** Opening GIVEN INFORMATION block **

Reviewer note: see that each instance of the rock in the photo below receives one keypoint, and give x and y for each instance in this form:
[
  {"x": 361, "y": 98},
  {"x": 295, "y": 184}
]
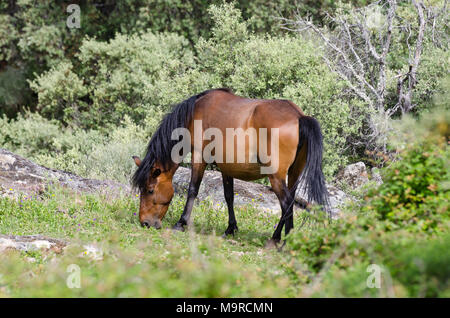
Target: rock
[
  {"x": 18, "y": 175},
  {"x": 354, "y": 175},
  {"x": 376, "y": 176}
]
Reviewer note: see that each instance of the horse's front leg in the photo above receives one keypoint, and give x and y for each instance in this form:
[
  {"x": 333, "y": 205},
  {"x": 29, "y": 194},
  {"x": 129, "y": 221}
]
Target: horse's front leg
[
  {"x": 229, "y": 198},
  {"x": 196, "y": 179}
]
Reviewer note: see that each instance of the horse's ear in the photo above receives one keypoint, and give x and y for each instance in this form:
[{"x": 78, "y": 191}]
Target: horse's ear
[{"x": 137, "y": 160}]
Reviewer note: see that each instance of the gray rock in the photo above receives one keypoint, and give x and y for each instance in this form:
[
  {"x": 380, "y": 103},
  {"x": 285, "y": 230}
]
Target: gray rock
[{"x": 18, "y": 174}]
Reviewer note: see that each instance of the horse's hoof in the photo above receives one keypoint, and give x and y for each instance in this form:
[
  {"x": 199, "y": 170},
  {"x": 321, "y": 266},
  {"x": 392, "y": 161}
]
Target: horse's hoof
[
  {"x": 272, "y": 243},
  {"x": 230, "y": 231},
  {"x": 178, "y": 227}
]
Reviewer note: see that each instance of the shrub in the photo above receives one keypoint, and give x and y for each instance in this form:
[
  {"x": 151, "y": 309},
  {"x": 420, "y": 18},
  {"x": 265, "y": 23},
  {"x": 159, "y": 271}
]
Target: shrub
[{"x": 114, "y": 79}]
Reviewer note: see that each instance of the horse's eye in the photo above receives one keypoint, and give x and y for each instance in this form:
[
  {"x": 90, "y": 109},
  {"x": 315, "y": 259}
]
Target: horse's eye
[{"x": 156, "y": 173}]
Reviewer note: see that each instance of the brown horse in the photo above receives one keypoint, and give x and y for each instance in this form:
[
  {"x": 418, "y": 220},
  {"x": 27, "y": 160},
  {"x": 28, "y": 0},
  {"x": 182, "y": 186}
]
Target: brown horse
[{"x": 298, "y": 155}]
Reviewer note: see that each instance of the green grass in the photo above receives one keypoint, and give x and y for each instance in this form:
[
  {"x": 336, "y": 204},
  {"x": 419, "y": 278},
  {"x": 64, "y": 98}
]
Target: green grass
[{"x": 140, "y": 262}]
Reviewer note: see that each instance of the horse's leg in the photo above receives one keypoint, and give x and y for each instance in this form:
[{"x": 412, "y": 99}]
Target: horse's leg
[
  {"x": 196, "y": 178},
  {"x": 289, "y": 225},
  {"x": 282, "y": 192},
  {"x": 229, "y": 198}
]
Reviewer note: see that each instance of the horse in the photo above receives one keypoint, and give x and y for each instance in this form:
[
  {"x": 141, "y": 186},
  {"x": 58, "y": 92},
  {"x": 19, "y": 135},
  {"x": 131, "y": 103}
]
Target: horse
[{"x": 298, "y": 157}]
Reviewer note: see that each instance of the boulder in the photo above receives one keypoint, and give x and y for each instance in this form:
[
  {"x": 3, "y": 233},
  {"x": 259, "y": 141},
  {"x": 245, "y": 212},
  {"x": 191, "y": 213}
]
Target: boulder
[{"x": 354, "y": 175}]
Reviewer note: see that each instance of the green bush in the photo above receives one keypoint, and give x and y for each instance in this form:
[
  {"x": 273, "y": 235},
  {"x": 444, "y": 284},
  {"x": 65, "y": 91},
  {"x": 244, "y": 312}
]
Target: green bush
[
  {"x": 115, "y": 78},
  {"x": 140, "y": 76},
  {"x": 401, "y": 225},
  {"x": 416, "y": 188}
]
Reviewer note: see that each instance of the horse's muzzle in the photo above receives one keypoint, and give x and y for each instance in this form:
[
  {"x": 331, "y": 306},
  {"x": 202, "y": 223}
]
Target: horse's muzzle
[{"x": 148, "y": 223}]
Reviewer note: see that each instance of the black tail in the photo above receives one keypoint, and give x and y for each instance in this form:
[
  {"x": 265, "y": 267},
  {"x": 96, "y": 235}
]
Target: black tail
[
  {"x": 311, "y": 180},
  {"x": 160, "y": 145}
]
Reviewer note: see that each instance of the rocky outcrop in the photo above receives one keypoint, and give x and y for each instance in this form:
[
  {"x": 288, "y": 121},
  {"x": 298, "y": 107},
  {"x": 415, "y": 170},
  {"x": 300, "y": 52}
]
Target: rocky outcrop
[{"x": 18, "y": 174}]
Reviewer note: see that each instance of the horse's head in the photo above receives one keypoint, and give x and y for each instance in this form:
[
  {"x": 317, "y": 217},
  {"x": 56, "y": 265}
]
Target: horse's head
[{"x": 155, "y": 196}]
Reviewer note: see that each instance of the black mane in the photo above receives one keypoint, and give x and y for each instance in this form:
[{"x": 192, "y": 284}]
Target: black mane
[{"x": 160, "y": 145}]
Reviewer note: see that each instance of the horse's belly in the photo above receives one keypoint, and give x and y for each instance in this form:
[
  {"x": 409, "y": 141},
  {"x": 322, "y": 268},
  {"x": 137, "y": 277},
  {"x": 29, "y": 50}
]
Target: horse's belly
[{"x": 242, "y": 171}]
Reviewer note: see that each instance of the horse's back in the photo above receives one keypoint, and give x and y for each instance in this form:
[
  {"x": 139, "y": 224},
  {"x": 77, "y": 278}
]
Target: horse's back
[{"x": 223, "y": 110}]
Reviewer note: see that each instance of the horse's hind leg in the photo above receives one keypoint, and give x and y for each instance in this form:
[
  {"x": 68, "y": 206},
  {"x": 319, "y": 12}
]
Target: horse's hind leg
[
  {"x": 282, "y": 192},
  {"x": 293, "y": 174},
  {"x": 229, "y": 198},
  {"x": 196, "y": 178}
]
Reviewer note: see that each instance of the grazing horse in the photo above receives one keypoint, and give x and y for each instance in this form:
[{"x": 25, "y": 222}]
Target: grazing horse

** Closing GIVEN INFORMATION block **

» WORK ITEM
If the data includes images, omit them, and set down everything else exactly as above.

» SOLUTION TO THIS PROBLEM
Reviewer note: see that each instance of the rock in the photo below receives one keypoint, and give x and y for each instance in this form:
[
  {"x": 361, "y": 98},
  {"x": 295, "y": 184}
]
Target: rock
[
  {"x": 18, "y": 175},
  {"x": 354, "y": 175},
  {"x": 376, "y": 176}
]
Reviewer note: see that each instance of the horse's front leg in the photo above receives one keypoint, and give x and y for each instance in this form:
[
  {"x": 333, "y": 205},
  {"x": 29, "y": 194},
  {"x": 129, "y": 221}
]
Target: horse's front leg
[
  {"x": 229, "y": 198},
  {"x": 196, "y": 179}
]
Reviewer note: see that each instance of the horse's ear in the photo above receives one keypoint, and give x and y for each instance in this form:
[{"x": 78, "y": 191}]
Target: horse's ear
[{"x": 137, "y": 160}]
Reviewer note: see that each instance of the gray rock in the photo above receives one keypoint, and give x and y for each instance in this form:
[
  {"x": 380, "y": 103},
  {"x": 285, "y": 230}
]
Target: gray rock
[{"x": 18, "y": 174}]
Reviewer note: see that each instance of the horse's hoof in the photo above receives one keypoint, and give x and y for each instance in this form:
[
  {"x": 199, "y": 170},
  {"x": 321, "y": 266},
  {"x": 392, "y": 161}
]
Target: horse's hoof
[
  {"x": 272, "y": 243},
  {"x": 230, "y": 231},
  {"x": 178, "y": 227}
]
Reviewer note: see that each instance of the shrub in the photo above receives one keypoint, and give x and y for each instance in this form:
[
  {"x": 151, "y": 309},
  {"x": 420, "y": 18},
  {"x": 265, "y": 23},
  {"x": 159, "y": 271}
]
Target: shrub
[{"x": 114, "y": 79}]
Reviewer note: see that each instance of the horse's eye in the photo above receives one keypoint, and give x and y for each instance in this form:
[
  {"x": 90, "y": 109},
  {"x": 315, "y": 259}
]
Target: horse's eye
[{"x": 156, "y": 173}]
Reviewer note: see that each instance of the brown horse in the photo above receives one keypoint, and give x and y for each instance in this form:
[
  {"x": 418, "y": 220},
  {"x": 27, "y": 160},
  {"x": 28, "y": 0},
  {"x": 182, "y": 186}
]
Target: brown horse
[{"x": 298, "y": 155}]
Reviewer note: see that each instance of the green grass in the photo above receives one keypoint, and give x and y for each instance in this form:
[
  {"x": 336, "y": 204},
  {"x": 419, "y": 278},
  {"x": 64, "y": 98}
]
Target: green grass
[{"x": 140, "y": 262}]
Reviewer note: see that each instance of the horse's leg in the photo above receives one keypoint, and give x and y for each instance in this form:
[{"x": 412, "y": 99}]
Target: horse's leg
[
  {"x": 196, "y": 178},
  {"x": 289, "y": 225},
  {"x": 282, "y": 192},
  {"x": 229, "y": 198}
]
Reviewer note: see that each instance of the horse in the photo above receives one keypoint, and give x and y for each instance in this form:
[
  {"x": 141, "y": 186},
  {"x": 58, "y": 92},
  {"x": 19, "y": 135},
  {"x": 131, "y": 103}
]
Target: horse
[{"x": 298, "y": 157}]
Reviewer note: see that each instance of the boulder in the photo above receives one keypoint, and give x and y for each instance in this form:
[
  {"x": 3, "y": 233},
  {"x": 259, "y": 141},
  {"x": 245, "y": 212},
  {"x": 191, "y": 213}
]
Target: boulder
[{"x": 354, "y": 175}]
Reviewer note: see that each instance of the green bush in the photo above receives one keypoint, and give x and y for each instance in this form:
[
  {"x": 273, "y": 235},
  {"x": 444, "y": 284},
  {"x": 65, "y": 91},
  {"x": 244, "y": 312}
]
Target: green bush
[
  {"x": 115, "y": 78},
  {"x": 140, "y": 76},
  {"x": 401, "y": 225},
  {"x": 416, "y": 188}
]
Reviewer note: see that each instance of the horse's muzzle in the photo above receives one keypoint, and give x and y for each instance in this form:
[
  {"x": 331, "y": 306},
  {"x": 202, "y": 223}
]
Target: horse's muzzle
[{"x": 148, "y": 223}]
Reviewer note: see that each instance of the black tail in the photo above receives one keypoint, and give x and y for each instance in this form:
[
  {"x": 265, "y": 267},
  {"x": 96, "y": 235}
]
Target: black tail
[
  {"x": 311, "y": 180},
  {"x": 160, "y": 145}
]
Reviewer note: see that each instance of the rocky outcrop in the photo above receives one keypoint, and give x and y for each instance in this form:
[
  {"x": 288, "y": 121},
  {"x": 298, "y": 107},
  {"x": 415, "y": 170},
  {"x": 300, "y": 52}
]
Target: rocky outcrop
[{"x": 18, "y": 174}]
Reviewer note: see that each instance of the horse's head in the photo above receives one keypoint, and give x and y for each instance in this form:
[
  {"x": 317, "y": 217},
  {"x": 56, "y": 265}
]
Target: horse's head
[{"x": 155, "y": 196}]
Reviewer note: see that each instance of the black mane in the photo above receives one keypoint, and give x and y for each instance in this form:
[{"x": 192, "y": 284}]
Target: black mane
[{"x": 160, "y": 145}]
Reviewer note: see that each instance of the horse's belly in the photo above receives one keypoint, and give x and y for each instance in this form:
[
  {"x": 409, "y": 141},
  {"x": 322, "y": 268},
  {"x": 137, "y": 277},
  {"x": 29, "y": 50}
]
Target: horse's belly
[{"x": 242, "y": 171}]
Reviewer note: see that each instance of the horse's back in the photo above receives one keypoint, and give x and y for each instance in this form:
[
  {"x": 139, "y": 224},
  {"x": 77, "y": 278}
]
Target: horse's back
[{"x": 223, "y": 110}]
Reviewer note: see that each instance of the horse's hind leg in the photo above receives one keypoint, and give x and y for each instance in this form:
[
  {"x": 68, "y": 206},
  {"x": 319, "y": 12}
]
Target: horse's hind leg
[
  {"x": 282, "y": 192},
  {"x": 293, "y": 174},
  {"x": 229, "y": 198},
  {"x": 196, "y": 178}
]
Reviewer note: see that each instance of the grazing horse in the photo above receives one keypoint, and give x and y for each instance in this form:
[{"x": 25, "y": 222}]
Target: grazing horse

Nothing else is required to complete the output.